### To do
(1) Condense the paragraph of the paella robot article that begins "Since I wrote that piece" into a short bulleted list that keeps its main facts.
(2) Output the text of the paella robot article word for word, starting at "So it’s no surprise" and ending at "Blanca) and Mimcook.".

Start of Reading text

The Paella Robot is Back Serving up Savory Socarrat
BRobot5 and Mimcook served up 5,000 dishes at HIP Expo in Spain this week.
Perhaps the best way to start this post about BRobot5’s paella robot is to go back to what I said about it a year ago, when I was still at The Spoon (emphasis mine):
We’ve covered plenty of robots that will make you all types of food such as pizza, burgers, tokoyaki and more in the development. But those are all examples of food that is meant to be cooked quickly in high-traffic areas. They can all pump out lots of food consistently around the clock. Br5’s paella bot helps illustrate how sophisticated cooking robots are getting. This arm is doing more than flipping burgers or dunking frozen fries, it’s coordinating a complex, multi-ingredient dish.
Since I wrote that piece, we’ve definitely see more robots coming out that can make increasingly complex foods. Dexai Robotics’ Alfred uses the same tools as a human chef to everything from searing steak to scooping ice cream. SJW Robotics makes complex bowls of food in its restaurant in-a-box. But perhaps most similar to the paella bot is THEO, which only makes one thing — a very complicated multi-layered baumkuchen cake.
So it’s no surprise that the paella bot re-surfaced this week at the HIP Hospitality Expo. The paella bot is actually the marriage of two different components: BRobot5’s robotic arm and Mimcook’s high-end precision burners built specifically for paella. Enric Cuadrada Quer, Project Manager at Mimcook posted a video of the robot in action on Linkedin with the following caption:
Yesterday we finished the fair #hip2022 having served more than 5000 servings of rice between BRobot5, GBfoods (Corporate Brand of Gallina Blanca) and Mimcook.

End of Reading text
Start of Extracted information

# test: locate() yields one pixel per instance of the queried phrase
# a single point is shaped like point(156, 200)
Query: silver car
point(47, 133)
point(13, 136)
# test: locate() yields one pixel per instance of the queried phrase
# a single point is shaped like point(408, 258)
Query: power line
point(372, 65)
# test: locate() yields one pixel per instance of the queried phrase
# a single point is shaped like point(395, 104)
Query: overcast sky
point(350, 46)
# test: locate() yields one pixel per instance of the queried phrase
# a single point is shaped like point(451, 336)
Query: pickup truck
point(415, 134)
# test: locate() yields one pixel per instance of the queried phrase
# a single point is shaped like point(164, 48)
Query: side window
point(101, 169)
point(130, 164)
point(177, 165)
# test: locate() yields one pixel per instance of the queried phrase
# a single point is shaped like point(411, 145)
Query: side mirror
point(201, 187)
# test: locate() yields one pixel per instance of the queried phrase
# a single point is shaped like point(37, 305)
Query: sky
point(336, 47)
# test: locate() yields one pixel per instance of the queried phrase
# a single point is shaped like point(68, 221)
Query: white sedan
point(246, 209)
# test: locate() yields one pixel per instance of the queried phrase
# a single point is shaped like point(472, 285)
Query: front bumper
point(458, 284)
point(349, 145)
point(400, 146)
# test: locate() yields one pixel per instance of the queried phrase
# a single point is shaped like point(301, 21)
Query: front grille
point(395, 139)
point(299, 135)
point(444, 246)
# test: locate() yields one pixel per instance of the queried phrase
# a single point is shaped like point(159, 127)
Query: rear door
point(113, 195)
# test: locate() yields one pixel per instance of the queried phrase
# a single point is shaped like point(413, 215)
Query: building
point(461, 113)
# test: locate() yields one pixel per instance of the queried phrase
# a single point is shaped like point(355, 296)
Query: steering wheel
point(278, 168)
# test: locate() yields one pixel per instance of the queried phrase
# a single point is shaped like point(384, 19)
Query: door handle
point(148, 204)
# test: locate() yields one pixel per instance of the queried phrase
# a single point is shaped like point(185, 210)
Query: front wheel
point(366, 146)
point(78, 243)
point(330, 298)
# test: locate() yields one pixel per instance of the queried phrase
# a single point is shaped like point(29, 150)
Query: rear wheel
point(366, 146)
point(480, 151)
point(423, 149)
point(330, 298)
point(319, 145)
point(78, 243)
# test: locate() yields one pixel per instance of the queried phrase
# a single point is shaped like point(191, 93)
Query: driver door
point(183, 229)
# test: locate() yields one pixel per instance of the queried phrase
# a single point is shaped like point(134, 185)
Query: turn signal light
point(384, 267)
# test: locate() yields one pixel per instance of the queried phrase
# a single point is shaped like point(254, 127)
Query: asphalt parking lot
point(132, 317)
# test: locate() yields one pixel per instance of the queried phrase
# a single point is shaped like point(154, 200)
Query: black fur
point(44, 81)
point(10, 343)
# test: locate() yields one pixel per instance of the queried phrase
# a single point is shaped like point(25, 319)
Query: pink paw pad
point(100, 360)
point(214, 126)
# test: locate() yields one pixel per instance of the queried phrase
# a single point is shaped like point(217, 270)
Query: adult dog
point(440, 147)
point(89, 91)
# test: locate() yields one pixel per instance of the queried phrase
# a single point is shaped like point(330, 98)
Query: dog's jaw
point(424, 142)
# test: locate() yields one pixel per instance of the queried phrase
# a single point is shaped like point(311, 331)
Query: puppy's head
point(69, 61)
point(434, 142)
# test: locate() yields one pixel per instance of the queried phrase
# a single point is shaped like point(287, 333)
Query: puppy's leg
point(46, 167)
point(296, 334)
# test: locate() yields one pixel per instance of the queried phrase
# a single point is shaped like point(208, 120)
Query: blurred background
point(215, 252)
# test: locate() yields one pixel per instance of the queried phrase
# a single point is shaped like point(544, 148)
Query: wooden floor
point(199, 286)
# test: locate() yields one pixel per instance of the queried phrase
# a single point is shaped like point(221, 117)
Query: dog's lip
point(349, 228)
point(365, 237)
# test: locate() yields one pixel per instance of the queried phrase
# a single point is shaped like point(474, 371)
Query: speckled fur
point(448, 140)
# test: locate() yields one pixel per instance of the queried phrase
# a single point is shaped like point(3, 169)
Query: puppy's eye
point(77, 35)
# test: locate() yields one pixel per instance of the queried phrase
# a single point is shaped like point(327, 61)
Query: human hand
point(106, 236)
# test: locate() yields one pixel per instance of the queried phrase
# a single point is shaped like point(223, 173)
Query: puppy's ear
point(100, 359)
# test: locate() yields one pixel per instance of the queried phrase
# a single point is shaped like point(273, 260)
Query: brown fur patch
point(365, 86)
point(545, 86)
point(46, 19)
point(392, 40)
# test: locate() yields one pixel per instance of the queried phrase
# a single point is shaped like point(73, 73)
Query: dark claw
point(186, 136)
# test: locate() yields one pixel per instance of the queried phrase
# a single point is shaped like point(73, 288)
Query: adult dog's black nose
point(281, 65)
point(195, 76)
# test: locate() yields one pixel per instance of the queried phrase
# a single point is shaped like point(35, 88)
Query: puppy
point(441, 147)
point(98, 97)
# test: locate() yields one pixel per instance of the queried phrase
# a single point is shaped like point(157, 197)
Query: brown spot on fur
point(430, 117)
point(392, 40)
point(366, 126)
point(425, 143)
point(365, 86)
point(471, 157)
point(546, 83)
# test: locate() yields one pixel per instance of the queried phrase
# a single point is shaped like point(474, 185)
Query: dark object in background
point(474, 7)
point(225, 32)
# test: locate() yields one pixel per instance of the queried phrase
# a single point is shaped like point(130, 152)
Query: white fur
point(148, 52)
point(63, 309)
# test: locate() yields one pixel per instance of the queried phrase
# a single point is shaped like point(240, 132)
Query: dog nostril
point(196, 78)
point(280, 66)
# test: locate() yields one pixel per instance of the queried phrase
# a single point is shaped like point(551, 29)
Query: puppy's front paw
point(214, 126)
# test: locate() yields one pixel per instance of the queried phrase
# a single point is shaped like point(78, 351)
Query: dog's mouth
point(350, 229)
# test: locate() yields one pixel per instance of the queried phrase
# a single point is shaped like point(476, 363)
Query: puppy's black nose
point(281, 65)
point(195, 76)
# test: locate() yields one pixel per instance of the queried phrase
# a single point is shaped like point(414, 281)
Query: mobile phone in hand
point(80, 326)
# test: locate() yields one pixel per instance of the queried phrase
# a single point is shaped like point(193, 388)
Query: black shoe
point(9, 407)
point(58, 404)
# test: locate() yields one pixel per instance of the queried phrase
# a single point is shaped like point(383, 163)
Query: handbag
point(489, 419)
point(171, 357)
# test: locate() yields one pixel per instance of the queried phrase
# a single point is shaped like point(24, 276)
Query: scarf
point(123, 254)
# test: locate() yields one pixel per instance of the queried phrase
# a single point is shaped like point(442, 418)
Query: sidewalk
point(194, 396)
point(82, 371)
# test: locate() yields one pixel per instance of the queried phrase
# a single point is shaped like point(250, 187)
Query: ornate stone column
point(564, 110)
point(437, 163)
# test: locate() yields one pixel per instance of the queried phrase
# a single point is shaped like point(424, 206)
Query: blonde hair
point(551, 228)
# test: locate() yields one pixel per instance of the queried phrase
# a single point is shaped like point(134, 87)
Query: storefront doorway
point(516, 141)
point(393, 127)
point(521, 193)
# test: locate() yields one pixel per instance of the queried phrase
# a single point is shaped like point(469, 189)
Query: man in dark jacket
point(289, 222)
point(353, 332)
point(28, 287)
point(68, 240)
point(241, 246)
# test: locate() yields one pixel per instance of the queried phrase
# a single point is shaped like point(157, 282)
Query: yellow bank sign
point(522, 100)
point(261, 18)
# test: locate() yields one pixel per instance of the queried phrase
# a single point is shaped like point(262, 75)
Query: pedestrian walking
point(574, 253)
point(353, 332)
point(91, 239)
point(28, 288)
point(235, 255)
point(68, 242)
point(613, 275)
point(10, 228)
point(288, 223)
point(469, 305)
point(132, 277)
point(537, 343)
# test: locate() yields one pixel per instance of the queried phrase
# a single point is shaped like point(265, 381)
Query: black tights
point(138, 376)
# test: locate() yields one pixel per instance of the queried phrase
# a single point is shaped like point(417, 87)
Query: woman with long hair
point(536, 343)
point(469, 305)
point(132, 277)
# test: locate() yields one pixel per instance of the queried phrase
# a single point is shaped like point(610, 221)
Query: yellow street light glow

End of Extracted information

### Exercise answers
(1)
- More robots have since appeared that can make increasingly complex foods.
- Dexai Robotics' Alfred uses the same tools as a human chef, for tasks from searing steak to scooping ice cream.
- SJW Robotics makes complex bowls of food in its restaurant in-a-box.
- THEO, perhaps the most similar to the paella bot, makes only one thing: a very complicated multi-layered baumkuchen cake.

(2)
So it’s no surprise that the paella bot re-surfaced this week at the HIP Hospitality Expo. The paella bot is actually the marriage of two different components: BRobot5’s robotic arm and Mimcook’s high-end precision burners built specifically for paella. Enric Cuadrada Quer, Project Manager at Mimcook posted a video of the robot in action on Linkedin with the following caption:
Yesterday we finished the fair #hip2022 having served more than 5000 servings of rice between BRobot5, GBfoods (Corporate Brand of Gallina Blanca) and Mimcook.